=== GIVEN INFORMATION ===
+ + +

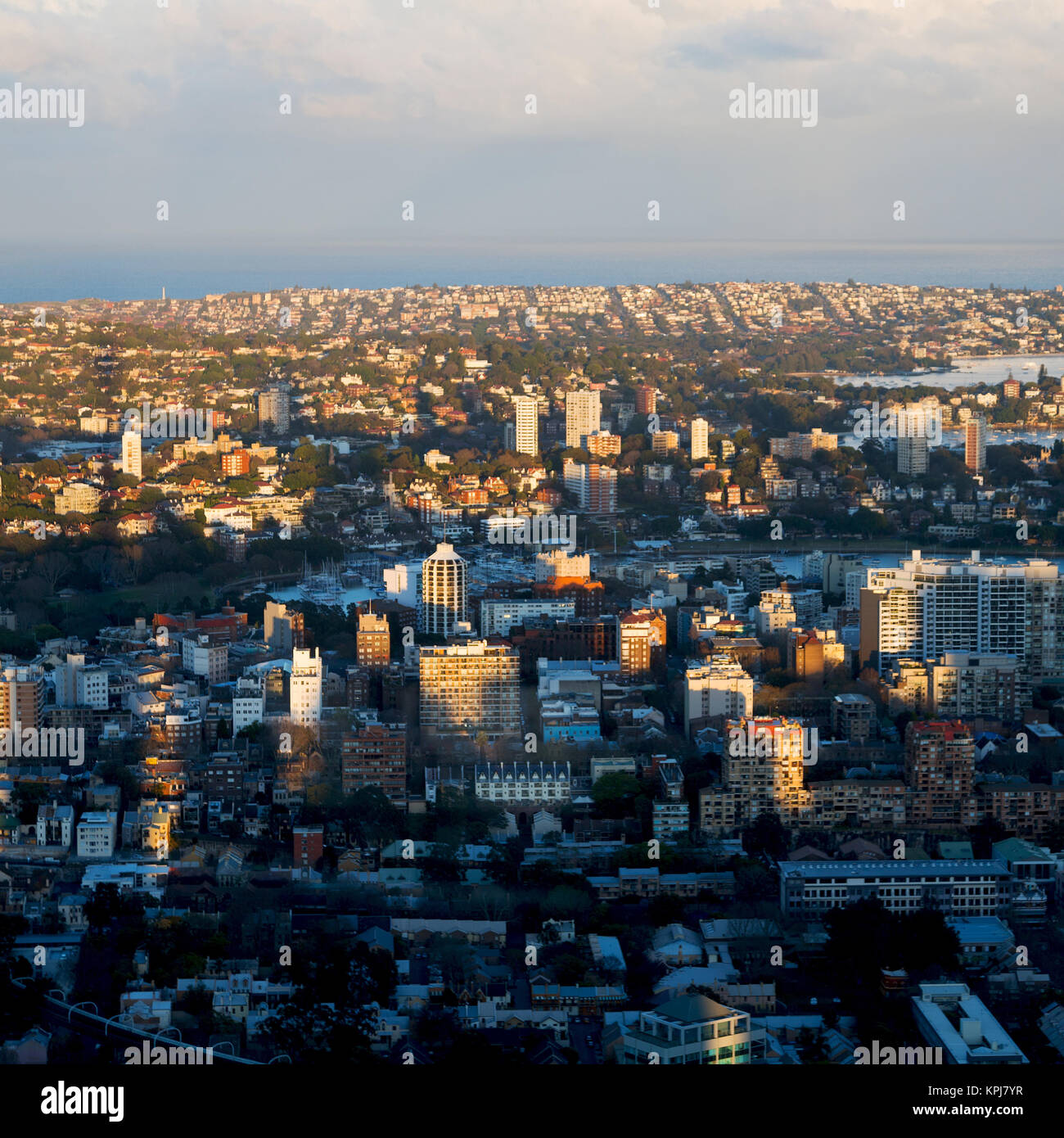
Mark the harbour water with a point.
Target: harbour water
(967, 371)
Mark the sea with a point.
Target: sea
(35, 272)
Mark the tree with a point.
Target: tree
(328, 1021)
(615, 794)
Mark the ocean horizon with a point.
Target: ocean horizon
(35, 276)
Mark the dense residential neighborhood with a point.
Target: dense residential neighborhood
(556, 676)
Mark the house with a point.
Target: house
(32, 1050)
(674, 945)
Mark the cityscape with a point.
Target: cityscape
(401, 671)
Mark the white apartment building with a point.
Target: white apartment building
(927, 607)
(719, 686)
(444, 591)
(526, 425)
(55, 825)
(78, 498)
(305, 688)
(205, 659)
(80, 686)
(583, 417)
(912, 454)
(97, 834)
(250, 703)
(688, 1030)
(498, 617)
(131, 453)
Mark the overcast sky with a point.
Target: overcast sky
(428, 105)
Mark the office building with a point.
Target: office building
(131, 453)
(469, 689)
(274, 409)
(372, 641)
(913, 454)
(518, 784)
(375, 756)
(97, 833)
(78, 498)
(641, 644)
(498, 617)
(594, 486)
(444, 591)
(976, 444)
(309, 846)
(962, 889)
(761, 770)
(236, 463)
(602, 444)
(665, 442)
(201, 658)
(282, 628)
(22, 697)
(962, 1027)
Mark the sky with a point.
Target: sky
(422, 105)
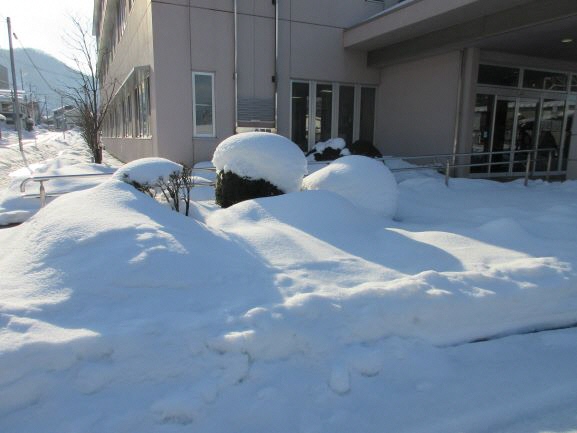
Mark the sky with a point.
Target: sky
(41, 24)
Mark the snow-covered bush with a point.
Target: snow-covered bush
(146, 172)
(158, 175)
(365, 182)
(257, 164)
(335, 148)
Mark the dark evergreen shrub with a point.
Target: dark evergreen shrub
(365, 148)
(328, 154)
(232, 188)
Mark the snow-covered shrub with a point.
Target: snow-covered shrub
(365, 182)
(146, 172)
(335, 148)
(328, 150)
(257, 164)
(152, 176)
(365, 148)
(231, 189)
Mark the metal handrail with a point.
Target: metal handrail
(446, 166)
(42, 179)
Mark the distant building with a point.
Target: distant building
(65, 117)
(487, 77)
(4, 83)
(6, 105)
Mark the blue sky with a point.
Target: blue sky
(41, 24)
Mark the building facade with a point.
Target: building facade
(481, 77)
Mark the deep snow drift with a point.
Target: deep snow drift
(296, 313)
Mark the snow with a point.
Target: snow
(49, 153)
(147, 171)
(365, 182)
(295, 313)
(262, 155)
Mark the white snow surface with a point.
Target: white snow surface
(147, 171)
(365, 182)
(49, 153)
(295, 313)
(262, 155)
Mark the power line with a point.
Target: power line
(36, 67)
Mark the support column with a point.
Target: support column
(469, 72)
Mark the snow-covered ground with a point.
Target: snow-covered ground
(47, 153)
(296, 313)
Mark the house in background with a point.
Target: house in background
(7, 104)
(65, 117)
(4, 83)
(414, 77)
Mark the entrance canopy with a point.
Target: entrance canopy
(538, 28)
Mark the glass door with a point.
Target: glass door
(503, 133)
(527, 130)
(482, 132)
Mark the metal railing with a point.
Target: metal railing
(447, 163)
(42, 194)
(441, 163)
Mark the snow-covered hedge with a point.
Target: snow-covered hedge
(257, 164)
(365, 182)
(147, 171)
(335, 148)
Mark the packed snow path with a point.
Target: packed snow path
(298, 313)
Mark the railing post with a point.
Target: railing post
(549, 162)
(42, 194)
(527, 168)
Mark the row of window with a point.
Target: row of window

+ + +

=== EXERCISE ===
Each line above that has the word "window" should be copied.

=== FINISHED TASK ===
Mark the row of window with a point.
Target: row of window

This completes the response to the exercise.